Directions for this task: From the line with "Target: leafy bush" through the final line below, restate each line word for word and return nothing else.

Data extracted from a collection
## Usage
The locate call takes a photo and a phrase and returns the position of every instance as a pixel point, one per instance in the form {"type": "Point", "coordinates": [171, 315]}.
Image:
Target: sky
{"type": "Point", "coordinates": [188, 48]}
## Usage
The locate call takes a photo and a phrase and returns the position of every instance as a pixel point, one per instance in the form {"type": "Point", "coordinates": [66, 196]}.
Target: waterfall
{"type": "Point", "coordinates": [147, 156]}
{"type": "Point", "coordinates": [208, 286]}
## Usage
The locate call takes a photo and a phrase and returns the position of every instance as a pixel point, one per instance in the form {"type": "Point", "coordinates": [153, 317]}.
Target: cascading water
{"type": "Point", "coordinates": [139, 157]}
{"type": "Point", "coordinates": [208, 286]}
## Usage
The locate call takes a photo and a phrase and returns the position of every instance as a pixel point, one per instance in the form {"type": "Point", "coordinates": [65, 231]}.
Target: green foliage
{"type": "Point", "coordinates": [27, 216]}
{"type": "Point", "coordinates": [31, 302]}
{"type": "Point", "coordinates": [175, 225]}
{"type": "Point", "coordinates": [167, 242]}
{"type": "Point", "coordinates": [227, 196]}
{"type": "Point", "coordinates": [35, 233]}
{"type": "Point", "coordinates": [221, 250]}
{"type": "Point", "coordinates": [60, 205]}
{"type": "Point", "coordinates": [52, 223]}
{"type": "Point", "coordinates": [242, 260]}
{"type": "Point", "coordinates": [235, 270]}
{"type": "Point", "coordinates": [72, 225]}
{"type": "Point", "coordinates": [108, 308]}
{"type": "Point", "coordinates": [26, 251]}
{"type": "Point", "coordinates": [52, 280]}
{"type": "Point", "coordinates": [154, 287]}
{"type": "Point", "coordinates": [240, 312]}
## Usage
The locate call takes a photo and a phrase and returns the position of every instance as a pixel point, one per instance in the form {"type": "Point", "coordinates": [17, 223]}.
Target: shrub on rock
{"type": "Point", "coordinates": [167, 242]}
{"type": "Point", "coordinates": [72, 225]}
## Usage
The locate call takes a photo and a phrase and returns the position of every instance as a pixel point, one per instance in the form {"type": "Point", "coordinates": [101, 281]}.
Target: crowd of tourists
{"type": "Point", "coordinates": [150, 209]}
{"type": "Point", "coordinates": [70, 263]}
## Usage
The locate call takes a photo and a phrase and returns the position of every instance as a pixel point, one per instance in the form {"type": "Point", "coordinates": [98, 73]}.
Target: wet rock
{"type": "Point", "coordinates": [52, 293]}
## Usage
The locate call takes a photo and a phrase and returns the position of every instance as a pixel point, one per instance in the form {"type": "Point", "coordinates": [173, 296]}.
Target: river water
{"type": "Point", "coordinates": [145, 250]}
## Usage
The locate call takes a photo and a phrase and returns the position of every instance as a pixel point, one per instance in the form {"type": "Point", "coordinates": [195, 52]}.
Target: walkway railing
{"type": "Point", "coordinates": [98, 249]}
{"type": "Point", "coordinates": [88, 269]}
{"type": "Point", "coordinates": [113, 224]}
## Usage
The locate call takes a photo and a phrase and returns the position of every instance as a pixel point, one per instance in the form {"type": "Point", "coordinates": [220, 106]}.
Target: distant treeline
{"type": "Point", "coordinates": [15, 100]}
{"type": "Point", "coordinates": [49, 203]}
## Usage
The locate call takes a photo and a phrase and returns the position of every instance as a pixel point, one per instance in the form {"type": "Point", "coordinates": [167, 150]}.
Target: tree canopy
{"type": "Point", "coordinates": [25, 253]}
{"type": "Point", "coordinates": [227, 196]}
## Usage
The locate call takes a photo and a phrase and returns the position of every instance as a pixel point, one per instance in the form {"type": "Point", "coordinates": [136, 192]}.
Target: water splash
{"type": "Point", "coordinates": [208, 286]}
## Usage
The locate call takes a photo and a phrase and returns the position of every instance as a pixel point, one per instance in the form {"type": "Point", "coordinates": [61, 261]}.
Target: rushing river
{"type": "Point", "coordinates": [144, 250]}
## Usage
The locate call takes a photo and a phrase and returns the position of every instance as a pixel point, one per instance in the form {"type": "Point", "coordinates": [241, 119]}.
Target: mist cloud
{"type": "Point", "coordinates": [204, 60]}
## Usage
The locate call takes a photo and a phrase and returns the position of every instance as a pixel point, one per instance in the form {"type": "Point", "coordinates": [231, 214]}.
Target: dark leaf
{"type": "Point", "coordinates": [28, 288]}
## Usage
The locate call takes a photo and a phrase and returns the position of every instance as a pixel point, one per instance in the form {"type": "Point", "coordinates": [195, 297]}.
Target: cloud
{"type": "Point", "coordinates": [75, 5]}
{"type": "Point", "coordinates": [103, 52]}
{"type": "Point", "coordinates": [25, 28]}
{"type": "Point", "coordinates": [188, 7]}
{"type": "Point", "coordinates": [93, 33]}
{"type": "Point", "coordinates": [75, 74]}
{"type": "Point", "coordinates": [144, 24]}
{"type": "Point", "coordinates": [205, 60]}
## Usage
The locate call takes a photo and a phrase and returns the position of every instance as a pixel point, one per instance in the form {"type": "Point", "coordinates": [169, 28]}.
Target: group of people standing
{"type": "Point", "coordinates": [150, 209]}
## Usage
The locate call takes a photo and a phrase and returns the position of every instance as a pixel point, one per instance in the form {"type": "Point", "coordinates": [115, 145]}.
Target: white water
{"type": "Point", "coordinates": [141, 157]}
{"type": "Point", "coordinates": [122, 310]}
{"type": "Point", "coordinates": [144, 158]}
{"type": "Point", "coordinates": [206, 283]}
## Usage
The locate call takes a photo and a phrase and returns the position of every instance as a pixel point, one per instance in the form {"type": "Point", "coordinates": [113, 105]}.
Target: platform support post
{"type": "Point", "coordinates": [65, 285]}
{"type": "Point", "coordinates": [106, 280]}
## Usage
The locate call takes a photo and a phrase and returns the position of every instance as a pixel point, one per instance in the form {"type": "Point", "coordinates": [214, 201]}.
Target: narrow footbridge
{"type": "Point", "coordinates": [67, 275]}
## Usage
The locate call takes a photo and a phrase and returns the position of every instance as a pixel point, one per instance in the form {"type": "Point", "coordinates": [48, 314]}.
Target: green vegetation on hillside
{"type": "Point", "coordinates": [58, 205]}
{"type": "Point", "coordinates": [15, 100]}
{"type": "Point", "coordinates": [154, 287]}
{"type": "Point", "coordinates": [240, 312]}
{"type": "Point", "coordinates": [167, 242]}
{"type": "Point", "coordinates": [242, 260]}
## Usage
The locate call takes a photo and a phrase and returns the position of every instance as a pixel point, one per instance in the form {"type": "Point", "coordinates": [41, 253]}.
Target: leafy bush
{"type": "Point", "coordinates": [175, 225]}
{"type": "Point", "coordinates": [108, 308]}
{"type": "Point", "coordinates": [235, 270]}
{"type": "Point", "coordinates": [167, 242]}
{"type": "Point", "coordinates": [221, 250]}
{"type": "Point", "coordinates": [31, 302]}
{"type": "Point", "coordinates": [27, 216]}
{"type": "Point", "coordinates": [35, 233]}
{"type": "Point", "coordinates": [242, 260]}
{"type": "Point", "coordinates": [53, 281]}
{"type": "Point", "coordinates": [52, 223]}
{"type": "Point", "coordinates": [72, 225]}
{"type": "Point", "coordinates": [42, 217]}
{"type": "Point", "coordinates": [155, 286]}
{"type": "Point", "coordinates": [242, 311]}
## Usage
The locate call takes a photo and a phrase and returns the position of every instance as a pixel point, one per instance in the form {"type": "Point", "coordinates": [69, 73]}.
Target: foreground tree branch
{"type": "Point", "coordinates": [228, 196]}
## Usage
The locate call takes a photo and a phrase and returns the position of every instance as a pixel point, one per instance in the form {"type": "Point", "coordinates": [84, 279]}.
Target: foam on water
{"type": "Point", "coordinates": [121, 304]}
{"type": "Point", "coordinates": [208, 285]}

Answer to this task:
Target: leafy bush
{"type": "Point", "coordinates": [175, 225]}
{"type": "Point", "coordinates": [108, 308]}
{"type": "Point", "coordinates": [235, 270]}
{"type": "Point", "coordinates": [167, 242]}
{"type": "Point", "coordinates": [221, 250]}
{"type": "Point", "coordinates": [31, 302]}
{"type": "Point", "coordinates": [27, 216]}
{"type": "Point", "coordinates": [35, 233]}
{"type": "Point", "coordinates": [242, 260]}
{"type": "Point", "coordinates": [53, 281]}
{"type": "Point", "coordinates": [52, 223]}
{"type": "Point", "coordinates": [72, 225]}
{"type": "Point", "coordinates": [42, 217]}
{"type": "Point", "coordinates": [155, 286]}
{"type": "Point", "coordinates": [242, 311]}
## Usage
The locate call takes a photo and a phrase and returns the position of every instance as a pixel point, one per instance in the form {"type": "Point", "coordinates": [69, 73]}.
Target: foreground tree branch
{"type": "Point", "coordinates": [228, 196]}
## Usage
The locate call takes a photo and a phrase and returns the position of every instance as a pixel point, one per instance in the form {"type": "Point", "coordinates": [84, 279]}.
Target: foam on water
{"type": "Point", "coordinates": [121, 304]}
{"type": "Point", "coordinates": [208, 285]}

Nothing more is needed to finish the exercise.